== ACTIVITY LIST ==
1. In the essay on financial literacy, what does the writer call the only reliable insurance against poverty?
2. Output the part of the essay on financial literacy that opens with the words containing "It is easy to" and closes with "very little stays...".
3. Decide whether each statement agrees with the essay on financial literacy, answering yes or no and quoting the deciding words: (a) Mayweather's career earnings are said to exceed $1 billion. (b) Income is described as a stock. (c) Consumption compounds over time.

== TEXT SECTION ==
* * * *
How does a man like Floyd Mayweather—arguably the most successful prizefighter of his generation, with career earnings said to exceed $1 billion, find himself dogged by tax liens, lawsuits and whispers of cash flow strain? And yet, that is precisely the narrative emerging: vast wealth tied up in property, but pressure on liquidity; assets in abundance, but cash in short supply.
It is easy to dismiss such accounts as the excesses of celebrity life. But
to do so is to miss the more useful lesson. Strip away the scale the private
jets, the Manhattan duplex, the Las Vegas real estate, and what remains is a
problem that is far more familiar, even mundane.
It is the gap between earning money and understanding it.
That gap is where fortunes are made—and lost.
We tend to frame poverty as an income problem. Raise incomes, the thinking goes, and poverty recedes. There is truth in that, of course. But it is an incomplete truth.
"Because across income levels—from the salaried professional to the trader in Owino you encounter the same pattern: money comes in, but very little stays...
The issue is not just how much is earned. It is what is done with what is
earned.
Money, left unmanaged, has a way of evaporating.
This is why financial literacy is not a luxury. It is not something to be
acquired after one has “made it.” It is, quite simply, the only reliable
insurance against poverty. Not because it guarantees wealth, but because it
reduces the probability of losing it.
The distinction matters.
Consider the difference between income and wealth. Income is a flow—a
salary, a fee, a profit margin. Wealth is a stock—the accumulation of assets
that continue to generate income even when the primary source of earnings slows
or stops. Too often, a rising salary is taken as evidence of rising wealth. It
is not.
Without deliberate allocation, income turns into consumption.
And consumption, however justified, does not compound.
This is where many high earners come unstuck. The trappings of success—houses, cars, lifestyle upgrades arrive early. The discipline of asset building arrives late, if at all. The result is a life that looks prosperous on the surface but is structurally fragile underneath.
A single disruption—a job loss, a business downturn, a delayed payment, exposes
the fragility.
* * * *
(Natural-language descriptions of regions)
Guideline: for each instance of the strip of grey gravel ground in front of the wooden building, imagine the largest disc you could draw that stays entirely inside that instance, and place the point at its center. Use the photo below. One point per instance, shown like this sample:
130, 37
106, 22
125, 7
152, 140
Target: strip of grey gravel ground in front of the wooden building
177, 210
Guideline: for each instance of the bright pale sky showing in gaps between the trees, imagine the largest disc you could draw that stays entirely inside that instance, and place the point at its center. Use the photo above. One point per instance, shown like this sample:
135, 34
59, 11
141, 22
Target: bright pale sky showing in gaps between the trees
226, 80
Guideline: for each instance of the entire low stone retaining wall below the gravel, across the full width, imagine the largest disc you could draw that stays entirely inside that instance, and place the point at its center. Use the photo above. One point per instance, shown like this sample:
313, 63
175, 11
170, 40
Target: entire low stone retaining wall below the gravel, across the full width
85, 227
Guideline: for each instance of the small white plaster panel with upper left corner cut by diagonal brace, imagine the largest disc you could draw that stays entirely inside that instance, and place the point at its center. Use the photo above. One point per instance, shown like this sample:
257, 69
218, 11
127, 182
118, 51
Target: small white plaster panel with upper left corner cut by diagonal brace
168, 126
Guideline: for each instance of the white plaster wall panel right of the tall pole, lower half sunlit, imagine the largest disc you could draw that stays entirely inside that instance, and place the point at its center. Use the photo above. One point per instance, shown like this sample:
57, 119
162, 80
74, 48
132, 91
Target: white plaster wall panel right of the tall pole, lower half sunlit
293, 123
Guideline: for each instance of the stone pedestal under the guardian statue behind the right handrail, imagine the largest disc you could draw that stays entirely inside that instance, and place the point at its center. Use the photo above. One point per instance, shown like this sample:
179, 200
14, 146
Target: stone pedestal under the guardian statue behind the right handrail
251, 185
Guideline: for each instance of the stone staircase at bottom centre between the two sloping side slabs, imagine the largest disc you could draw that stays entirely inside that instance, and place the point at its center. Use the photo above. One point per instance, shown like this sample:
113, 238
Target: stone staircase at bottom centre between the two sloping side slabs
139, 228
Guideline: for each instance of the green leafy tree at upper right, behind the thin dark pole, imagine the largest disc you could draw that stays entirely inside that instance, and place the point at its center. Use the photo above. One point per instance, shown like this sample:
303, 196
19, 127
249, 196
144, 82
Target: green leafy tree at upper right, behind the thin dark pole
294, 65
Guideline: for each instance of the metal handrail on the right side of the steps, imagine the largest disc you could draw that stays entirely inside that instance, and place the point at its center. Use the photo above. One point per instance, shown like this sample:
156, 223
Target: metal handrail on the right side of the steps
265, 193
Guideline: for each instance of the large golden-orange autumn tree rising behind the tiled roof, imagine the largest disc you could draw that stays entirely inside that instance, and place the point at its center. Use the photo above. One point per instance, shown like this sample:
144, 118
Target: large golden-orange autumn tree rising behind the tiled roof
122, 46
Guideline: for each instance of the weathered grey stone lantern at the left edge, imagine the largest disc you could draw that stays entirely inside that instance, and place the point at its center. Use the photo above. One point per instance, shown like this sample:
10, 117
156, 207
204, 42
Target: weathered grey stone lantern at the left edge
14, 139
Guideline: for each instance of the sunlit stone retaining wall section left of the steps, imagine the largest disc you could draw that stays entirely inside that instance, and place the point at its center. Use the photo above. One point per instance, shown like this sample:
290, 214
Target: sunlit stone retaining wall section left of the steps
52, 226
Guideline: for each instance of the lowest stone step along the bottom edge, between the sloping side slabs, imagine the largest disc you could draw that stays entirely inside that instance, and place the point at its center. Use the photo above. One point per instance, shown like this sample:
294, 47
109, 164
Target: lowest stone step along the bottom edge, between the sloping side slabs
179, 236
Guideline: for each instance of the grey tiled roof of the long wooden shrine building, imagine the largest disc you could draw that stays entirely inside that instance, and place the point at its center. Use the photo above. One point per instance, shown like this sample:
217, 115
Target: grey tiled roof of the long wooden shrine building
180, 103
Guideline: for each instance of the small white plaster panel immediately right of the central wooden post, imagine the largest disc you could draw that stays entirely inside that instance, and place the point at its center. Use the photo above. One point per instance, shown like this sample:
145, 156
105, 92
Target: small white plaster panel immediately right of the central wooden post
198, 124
* * * *
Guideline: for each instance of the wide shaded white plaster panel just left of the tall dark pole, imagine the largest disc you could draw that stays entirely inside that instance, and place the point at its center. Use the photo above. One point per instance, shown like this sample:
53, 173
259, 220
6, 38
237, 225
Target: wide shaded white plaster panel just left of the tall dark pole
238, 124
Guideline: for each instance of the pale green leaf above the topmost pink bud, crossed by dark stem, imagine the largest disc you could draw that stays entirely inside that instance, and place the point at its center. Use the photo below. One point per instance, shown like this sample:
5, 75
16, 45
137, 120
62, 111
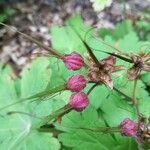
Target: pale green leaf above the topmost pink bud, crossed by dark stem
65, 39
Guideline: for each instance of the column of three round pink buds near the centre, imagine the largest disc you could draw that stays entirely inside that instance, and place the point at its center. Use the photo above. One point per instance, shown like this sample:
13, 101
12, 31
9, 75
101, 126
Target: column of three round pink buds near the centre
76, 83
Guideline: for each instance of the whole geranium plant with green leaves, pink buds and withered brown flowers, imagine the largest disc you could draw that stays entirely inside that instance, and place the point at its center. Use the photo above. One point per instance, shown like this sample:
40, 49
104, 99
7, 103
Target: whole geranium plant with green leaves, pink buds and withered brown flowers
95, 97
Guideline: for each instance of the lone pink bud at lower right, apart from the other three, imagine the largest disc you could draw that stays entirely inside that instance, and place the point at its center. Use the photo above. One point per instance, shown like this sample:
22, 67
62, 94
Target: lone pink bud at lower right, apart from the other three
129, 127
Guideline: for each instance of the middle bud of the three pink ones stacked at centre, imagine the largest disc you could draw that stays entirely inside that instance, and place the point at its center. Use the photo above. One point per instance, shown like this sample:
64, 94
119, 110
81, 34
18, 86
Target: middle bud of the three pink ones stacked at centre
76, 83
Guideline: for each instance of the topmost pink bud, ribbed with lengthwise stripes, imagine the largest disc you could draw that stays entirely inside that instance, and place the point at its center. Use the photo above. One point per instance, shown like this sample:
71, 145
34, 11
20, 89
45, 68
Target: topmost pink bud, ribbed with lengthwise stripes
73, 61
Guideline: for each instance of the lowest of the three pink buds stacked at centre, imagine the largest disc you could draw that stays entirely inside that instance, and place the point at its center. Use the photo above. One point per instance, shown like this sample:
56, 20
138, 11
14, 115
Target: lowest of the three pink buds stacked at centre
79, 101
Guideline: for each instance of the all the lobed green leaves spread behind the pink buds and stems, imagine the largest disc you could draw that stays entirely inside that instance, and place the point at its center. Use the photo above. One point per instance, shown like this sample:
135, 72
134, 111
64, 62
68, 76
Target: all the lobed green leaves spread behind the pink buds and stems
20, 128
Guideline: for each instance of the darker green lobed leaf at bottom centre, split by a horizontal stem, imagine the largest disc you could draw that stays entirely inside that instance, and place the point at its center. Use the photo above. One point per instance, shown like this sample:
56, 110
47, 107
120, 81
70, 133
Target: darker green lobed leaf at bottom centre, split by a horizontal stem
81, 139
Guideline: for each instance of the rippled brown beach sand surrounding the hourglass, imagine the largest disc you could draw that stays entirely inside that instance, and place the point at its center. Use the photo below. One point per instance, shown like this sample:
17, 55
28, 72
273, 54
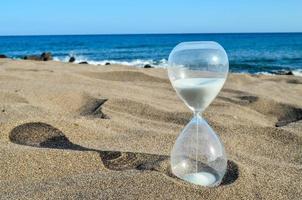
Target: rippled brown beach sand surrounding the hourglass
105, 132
* * * *
== PER-TASK ANSWERS ==
1. Financial literacy.

2.
It is easy to dismiss such accounts as the excesses of celebrity life. But
to do so is to miss the more useful lesson. Strip away the scale the private
jets, the Manhattan duplex, the Las Vegas real estate, and what remains is a
problem that is far more familiar, even mundane.
It is the gap between earning money and understanding it.
That gap is where fortunes are made—and lost.
We tend to frame poverty as an income problem. Raise incomes, the thinking goes, and poverty recedes. There is truth in that, of course. But it is an incomplete truth.
"Because across income levels—from the salaried professional to the trader in Owino you encounter the same pattern: money comes in, but very little stays...

3.
(a) Yes: "with career earnings said to exceed $1 billion"
(b) No: "Income is a flow"
(c) No: "does not compound"